**What you have to do**
Could you reproduce only the data starting at the line containing "Can you spot the zebra hind" and ending at the line containing "[[720, 373]]", with "instance" switched to "occurrence" and everything else left as it is?

**Records supplied**
:::
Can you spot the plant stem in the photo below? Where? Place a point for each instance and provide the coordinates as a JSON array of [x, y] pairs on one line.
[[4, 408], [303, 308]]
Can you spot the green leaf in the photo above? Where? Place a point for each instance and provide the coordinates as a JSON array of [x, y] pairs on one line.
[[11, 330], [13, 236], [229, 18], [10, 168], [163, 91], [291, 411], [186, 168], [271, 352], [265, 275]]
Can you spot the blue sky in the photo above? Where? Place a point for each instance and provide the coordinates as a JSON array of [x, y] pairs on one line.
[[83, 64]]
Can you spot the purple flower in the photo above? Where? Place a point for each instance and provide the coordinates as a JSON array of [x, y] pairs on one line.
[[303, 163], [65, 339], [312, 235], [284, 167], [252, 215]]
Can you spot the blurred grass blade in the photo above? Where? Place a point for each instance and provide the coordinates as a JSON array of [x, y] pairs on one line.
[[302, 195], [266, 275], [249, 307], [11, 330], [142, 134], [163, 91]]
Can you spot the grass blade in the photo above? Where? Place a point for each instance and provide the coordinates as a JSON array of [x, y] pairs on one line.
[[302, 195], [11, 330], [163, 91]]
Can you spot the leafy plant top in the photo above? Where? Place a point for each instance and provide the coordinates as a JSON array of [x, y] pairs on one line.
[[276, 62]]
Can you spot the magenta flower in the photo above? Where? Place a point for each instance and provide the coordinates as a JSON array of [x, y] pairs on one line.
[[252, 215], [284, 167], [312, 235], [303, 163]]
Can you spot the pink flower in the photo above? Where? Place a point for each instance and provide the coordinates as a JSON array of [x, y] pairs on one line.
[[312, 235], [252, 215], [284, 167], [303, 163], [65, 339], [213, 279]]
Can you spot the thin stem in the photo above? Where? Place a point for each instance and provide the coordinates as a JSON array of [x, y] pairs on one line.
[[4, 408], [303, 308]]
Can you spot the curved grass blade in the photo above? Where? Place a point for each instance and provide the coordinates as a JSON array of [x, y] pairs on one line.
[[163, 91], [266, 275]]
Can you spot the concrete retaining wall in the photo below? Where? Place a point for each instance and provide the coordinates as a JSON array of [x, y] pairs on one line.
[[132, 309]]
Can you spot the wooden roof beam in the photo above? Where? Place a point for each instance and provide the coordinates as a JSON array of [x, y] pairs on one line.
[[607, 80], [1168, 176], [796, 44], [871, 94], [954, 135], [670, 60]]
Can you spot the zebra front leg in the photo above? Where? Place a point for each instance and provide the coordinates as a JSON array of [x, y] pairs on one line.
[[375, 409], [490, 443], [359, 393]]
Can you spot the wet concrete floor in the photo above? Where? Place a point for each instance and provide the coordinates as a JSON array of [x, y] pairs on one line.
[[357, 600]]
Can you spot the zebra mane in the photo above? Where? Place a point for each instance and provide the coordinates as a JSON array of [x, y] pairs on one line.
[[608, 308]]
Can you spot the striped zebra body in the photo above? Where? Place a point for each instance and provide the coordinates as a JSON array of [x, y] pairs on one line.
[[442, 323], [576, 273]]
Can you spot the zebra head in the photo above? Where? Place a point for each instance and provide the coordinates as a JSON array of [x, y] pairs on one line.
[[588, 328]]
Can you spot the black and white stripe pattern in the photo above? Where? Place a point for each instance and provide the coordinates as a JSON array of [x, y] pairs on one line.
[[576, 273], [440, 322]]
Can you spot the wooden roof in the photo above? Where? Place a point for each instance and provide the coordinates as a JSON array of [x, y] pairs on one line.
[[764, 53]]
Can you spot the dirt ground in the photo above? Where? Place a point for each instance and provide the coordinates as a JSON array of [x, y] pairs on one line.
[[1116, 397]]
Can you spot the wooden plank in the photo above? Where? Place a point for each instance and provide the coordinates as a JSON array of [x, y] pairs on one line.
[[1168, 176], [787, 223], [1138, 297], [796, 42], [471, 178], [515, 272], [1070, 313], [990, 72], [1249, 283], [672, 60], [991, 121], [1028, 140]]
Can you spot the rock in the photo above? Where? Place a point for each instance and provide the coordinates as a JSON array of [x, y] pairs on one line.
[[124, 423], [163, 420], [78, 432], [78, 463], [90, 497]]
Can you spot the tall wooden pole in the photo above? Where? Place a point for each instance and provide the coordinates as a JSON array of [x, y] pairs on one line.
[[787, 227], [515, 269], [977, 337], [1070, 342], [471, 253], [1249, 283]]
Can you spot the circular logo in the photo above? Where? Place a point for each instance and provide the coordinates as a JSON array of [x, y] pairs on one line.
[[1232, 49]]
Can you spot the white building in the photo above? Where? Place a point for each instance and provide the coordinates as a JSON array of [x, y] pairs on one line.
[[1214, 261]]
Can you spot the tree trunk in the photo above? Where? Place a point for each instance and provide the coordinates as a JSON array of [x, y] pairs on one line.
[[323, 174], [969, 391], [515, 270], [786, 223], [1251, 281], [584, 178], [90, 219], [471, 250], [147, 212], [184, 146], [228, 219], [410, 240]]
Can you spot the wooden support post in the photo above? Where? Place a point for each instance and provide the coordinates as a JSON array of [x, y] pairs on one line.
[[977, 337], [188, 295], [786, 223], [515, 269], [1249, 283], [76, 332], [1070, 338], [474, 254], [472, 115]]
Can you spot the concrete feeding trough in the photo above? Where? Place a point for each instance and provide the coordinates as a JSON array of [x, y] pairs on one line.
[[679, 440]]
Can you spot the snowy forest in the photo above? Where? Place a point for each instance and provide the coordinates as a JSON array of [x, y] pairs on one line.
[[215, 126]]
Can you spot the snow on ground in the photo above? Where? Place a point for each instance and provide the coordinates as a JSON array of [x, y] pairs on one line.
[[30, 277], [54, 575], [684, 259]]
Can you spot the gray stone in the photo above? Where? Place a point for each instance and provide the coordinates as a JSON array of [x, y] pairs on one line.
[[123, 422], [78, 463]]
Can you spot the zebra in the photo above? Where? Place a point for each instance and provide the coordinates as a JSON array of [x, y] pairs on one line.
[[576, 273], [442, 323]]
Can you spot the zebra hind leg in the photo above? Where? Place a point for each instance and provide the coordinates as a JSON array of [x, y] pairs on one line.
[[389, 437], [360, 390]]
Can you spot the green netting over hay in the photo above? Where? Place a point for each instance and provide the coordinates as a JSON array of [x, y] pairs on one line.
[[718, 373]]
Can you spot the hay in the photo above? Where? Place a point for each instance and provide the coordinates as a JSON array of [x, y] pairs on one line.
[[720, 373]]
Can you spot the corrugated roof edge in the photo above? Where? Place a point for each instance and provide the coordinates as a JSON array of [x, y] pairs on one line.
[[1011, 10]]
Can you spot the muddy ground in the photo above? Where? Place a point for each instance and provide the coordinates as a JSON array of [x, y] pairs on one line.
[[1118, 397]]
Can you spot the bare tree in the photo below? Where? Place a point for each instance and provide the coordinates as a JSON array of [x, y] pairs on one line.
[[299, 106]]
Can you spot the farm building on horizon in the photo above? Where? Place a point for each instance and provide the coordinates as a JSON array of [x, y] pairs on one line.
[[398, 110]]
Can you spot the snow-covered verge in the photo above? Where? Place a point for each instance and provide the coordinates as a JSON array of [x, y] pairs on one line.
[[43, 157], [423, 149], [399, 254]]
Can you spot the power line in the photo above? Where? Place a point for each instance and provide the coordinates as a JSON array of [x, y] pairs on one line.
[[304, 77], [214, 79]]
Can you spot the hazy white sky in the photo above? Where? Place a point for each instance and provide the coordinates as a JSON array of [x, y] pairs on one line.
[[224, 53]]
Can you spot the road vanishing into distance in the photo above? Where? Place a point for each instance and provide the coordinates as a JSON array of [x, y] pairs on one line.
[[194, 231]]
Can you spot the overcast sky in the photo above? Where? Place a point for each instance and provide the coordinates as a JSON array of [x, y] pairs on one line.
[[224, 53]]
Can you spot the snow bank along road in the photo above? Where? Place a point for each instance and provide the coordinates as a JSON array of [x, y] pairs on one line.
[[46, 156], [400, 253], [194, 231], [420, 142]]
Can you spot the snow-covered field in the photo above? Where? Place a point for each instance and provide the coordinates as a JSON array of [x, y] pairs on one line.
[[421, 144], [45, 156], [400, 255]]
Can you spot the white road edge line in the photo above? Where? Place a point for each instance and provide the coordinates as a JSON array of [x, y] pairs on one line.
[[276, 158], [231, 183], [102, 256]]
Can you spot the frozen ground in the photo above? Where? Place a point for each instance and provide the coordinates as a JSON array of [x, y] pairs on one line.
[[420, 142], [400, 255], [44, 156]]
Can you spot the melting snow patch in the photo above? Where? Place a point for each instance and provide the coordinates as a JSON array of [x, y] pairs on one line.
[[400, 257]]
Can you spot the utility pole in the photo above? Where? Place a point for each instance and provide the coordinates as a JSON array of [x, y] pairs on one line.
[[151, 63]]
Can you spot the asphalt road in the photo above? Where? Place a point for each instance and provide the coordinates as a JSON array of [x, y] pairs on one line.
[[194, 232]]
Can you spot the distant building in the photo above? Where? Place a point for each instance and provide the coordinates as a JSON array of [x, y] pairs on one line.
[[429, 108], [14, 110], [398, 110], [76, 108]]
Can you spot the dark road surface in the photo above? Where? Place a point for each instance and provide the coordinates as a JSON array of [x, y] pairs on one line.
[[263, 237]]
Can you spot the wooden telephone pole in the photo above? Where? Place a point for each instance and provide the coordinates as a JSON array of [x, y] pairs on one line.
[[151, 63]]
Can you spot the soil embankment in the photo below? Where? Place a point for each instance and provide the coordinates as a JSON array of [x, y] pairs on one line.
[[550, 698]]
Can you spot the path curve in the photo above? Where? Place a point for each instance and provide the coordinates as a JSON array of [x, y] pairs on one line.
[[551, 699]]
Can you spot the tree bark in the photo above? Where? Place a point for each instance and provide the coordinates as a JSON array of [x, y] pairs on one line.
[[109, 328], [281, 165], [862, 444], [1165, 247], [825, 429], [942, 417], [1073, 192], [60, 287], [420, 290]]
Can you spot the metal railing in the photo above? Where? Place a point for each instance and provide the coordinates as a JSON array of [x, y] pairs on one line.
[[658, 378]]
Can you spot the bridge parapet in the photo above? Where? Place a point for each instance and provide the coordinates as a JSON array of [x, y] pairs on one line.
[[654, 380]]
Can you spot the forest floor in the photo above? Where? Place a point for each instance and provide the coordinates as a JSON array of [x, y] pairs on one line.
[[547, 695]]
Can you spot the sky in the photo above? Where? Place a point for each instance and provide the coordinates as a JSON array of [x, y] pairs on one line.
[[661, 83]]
:::
**Written answer**
Can you spot the zebra hind leg in the photo above? Where? Place a point for each occurrence and provide the coordinates as a JSON array of [x, y] pairs on one line.
[[389, 437], [360, 390]]
Can you spot the green netting over hay in the photo above? Where? Place a point for each occurrence and provide the coordinates as a JSON array of [x, y] pairs on one line.
[[718, 373]]
Can you spot the hay in the photo above? Where? Place a point for each occurrence and provide the coordinates as a JSON array of [x, y] pairs on one line.
[[720, 373]]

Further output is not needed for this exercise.